(Rows from a pointing dataset)
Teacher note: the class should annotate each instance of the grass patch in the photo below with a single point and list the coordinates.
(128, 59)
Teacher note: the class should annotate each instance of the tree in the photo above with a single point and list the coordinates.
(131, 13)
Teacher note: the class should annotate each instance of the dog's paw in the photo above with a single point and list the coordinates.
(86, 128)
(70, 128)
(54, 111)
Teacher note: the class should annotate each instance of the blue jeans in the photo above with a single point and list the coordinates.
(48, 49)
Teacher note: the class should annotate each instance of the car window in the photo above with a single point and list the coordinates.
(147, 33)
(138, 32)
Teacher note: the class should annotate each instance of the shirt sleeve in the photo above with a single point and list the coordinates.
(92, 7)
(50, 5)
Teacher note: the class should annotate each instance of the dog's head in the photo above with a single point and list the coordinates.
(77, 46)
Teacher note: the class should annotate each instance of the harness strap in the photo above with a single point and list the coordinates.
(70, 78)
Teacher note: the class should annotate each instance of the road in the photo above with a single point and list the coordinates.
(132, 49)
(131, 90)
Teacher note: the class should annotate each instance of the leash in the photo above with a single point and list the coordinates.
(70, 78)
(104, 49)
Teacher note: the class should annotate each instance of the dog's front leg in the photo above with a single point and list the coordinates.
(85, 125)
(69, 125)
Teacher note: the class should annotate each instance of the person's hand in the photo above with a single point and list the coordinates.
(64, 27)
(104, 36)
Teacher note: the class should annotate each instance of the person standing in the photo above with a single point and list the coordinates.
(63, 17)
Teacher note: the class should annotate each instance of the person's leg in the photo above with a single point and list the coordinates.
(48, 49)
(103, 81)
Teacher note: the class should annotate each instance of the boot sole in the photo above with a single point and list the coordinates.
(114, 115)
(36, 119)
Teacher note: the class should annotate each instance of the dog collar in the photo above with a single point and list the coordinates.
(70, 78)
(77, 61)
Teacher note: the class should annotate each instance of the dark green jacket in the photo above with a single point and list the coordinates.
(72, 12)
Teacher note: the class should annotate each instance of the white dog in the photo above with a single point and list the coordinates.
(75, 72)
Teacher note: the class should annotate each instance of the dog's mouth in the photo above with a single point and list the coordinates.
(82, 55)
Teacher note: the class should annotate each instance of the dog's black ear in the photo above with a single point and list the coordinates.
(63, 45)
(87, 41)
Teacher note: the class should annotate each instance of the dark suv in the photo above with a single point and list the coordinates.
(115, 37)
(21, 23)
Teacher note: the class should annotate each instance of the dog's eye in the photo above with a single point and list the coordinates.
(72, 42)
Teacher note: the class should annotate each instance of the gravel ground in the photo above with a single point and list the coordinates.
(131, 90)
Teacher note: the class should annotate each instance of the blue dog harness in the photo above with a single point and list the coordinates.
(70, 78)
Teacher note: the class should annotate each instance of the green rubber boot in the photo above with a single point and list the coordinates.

The task:
Only the lines from the one that contains "the dog's eye" through the last line should be repeated, each exactly as it stands, with both ends included.

Result of this task:
Teacher note: the class should annotate each instance of the dog's eye in the photo above with a single point and list the coordinates.
(72, 42)
Teacher note: the class should annotate each instance of the gravel ground in the photo above with a single point and list the coordinates.
(131, 90)
Teacher note: the class should annotate each instance of the blue dog harness in the photo above with a single point and list the coordinates.
(70, 78)
Teacher note: the class should annotate each instance of the green rubber boot in the photo above with a single point and list the coordinates.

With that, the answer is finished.